Work task 1>
Check three statements against the article on the Iowa State stiffening material: (a) bending or twisting the material makes it stiffen by as much as 300%; (b) the material needs electricity or heat to change its properties; (c) Ravi Tutika is a student associate of Ames Laboratory. Give yes or no for each with the deciding words of the article quoted exactly.
Work task 2>
In the article on the Iowa State stiffening material, turn the paragraph beginning "The paper’s lead authors are" into a short list that keeps each person's name and role.
Work task 3>
Please carry on the article about the Iowa State material that stiffens like a muscle, starting after its last sentence.

Document section>
────────────────────────────────────────

Feb 19 2018
Engineers at the Iowa State University have developed a novel smart, responsive material that is capable of stiffening up like a worked-out muscle.
According to the engineers, a muscle becomes stronger when it is stressed. When the rubbery material is mechanically stressed, for example, with a bend or a twist, the material automatically stiffens by as much as 300%. In laboratory tests, when a flexible strip of the material was mechanically stressed, it becomes a hard composite material that can support up to 50 times its own weight.
An interesting fact is that this novel composite material does not require external energy sources such as electricity, light, and heat to alter its properties. Also, it can possibly be used in many different ways, including applications in industry and medicine. The material has been illustrated in a paper published online by Materials Horizons – a scientific journal.
The paper’s lead authors are Michael Bartlett and Martin Thuo, Iowa State assistant professors of materials science and engineering. First authors are Ravi Tutika and Boyce Chang, Iowa State doctoral students in materials science and engineering. Boyce Chang is also a student associate of the U.S. Department of Energy’s Ames Laboratory.
The development of the novel material was supported by Iowa State startup funds for Bartlett and Thuo. The project was also supported by Thuo’s Black & Veatch faculty fellowship.

────────────────────────────────────────

Available data>
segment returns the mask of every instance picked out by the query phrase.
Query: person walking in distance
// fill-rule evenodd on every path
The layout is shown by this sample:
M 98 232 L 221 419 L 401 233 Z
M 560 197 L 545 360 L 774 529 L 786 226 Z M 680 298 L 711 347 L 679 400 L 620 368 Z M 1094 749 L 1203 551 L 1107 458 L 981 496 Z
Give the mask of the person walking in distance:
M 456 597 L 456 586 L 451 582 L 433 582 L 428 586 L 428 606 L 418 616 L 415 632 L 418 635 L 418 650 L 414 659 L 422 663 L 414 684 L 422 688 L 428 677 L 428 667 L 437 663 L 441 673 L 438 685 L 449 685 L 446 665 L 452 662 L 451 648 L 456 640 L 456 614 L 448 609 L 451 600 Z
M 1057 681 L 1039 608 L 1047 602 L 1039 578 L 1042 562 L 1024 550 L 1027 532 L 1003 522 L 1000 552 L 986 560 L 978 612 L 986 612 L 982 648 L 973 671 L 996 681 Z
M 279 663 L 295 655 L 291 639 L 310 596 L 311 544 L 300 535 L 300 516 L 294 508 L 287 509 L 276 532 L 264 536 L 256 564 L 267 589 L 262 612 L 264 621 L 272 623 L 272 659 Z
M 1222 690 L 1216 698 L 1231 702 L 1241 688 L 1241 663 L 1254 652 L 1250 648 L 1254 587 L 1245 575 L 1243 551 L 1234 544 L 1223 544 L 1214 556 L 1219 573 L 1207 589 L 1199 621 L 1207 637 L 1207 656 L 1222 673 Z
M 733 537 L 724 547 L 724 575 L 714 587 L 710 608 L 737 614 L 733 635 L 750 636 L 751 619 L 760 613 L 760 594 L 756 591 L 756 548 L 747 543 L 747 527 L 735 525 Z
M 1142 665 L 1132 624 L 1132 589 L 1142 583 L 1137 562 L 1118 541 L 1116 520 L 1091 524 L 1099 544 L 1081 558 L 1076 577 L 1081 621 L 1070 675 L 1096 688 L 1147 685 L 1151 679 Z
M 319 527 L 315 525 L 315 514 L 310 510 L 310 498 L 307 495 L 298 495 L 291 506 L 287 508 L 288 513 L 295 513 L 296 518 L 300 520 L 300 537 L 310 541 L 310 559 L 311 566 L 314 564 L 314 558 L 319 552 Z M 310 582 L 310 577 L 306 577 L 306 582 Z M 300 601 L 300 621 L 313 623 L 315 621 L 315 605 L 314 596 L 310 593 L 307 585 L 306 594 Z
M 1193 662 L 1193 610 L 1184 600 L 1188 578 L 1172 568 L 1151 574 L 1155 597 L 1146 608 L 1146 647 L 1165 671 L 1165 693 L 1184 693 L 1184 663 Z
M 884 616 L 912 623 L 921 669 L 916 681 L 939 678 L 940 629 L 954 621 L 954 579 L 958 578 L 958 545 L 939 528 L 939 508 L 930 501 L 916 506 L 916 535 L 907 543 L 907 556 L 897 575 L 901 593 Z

────────────────────────────────────────

Your response 1>
(a) Yes: "When the rubbery material is mechanically stressed, for example, with a bend or a twist, the material automatically stiffens by as much as 300%."
(b) No: "this novel composite material does not require external energy sources such as electricity, light, and heat to alter its properties"
(c) No: "Boyce Chang is also a student associate of the U.S. Department of Energy’s Ames Laboratory."

Your response 2>
- Lead authors: Michael Bartlett and Martin Thuo, Iowa State assistant professors of materials science and engineering
- First authors: Ravi Tutika and Boyce Chang, Iowa State doctoral students in materials science and engineering
- Boyce Chang is also a student associate of the U.S. Department of Energy’s Ames Laboratory

Your response 3>
The combination of Thuo’s know-how in micro-sized, liquid-metal particles and Bartlett’s expertise in gels, plastics¸ rubbers, and other soft materials led to the development of the novel material. It is indeed a powerful combination.
The team discovered a simple, low-cost approach to create undercooled metal particles – i.e., a metal that stays liquid even below its melting temperature. To create the extremely small particles (they are just 1 to 20 millionths of a meter across), droplets of melted metal are exposed to oxygen to create an oxidation layer that not only coats the droplets but also prevents the liquid metal from turning solid. The researchers also discovered ways to combine a rubbery elastomer material with the liquid-metal particles, making sure that the particles do not break up.
When this hybrid material is subjected to mechanical stresses such as twisting, pushing, squeezing, and bending, the liquid-metal particles break open. After the liquid metal flows out of the oxide shell, it joins together and solidifies.
“You can squeeze these particles just like a balloon,” Thuo said. “When they pop, that’s what makes the metal flow and solidify.”
The outcome, Bartlett said, is a “metal mesh that forms inside the material.”
Bartlett and Thuo added that the popping point can be adjusted to make the liquid metal flow following different amounts of mechanical stress. Tuning may involve changing the particle sizes, changing the metal used, or changing the soft material.
In this example, Field’s metal, an alloy of tin, bismuth, and indium, is present in the liquid-metal particles, but according to Thuo, other metals will also work equally well.
“The idea is that no matter what metal you can get to undercool, you’ll get the same behavior,” he said.
The novel material could be used in industry to guard valuable sensors or in medicine to support fragile tissues, say the engineers. It could even be used in wearable or reconfigurable electronics or soft and bio-inspired robotics. While the material is available for licensing, the Iowa State University Research Foundation is also working to patent it.
“A device with this material can flex up to a certain amount of load,” Bartlett said. “But if you continue stressing it, the elastomer will stiffen and stop or slow down these forces.”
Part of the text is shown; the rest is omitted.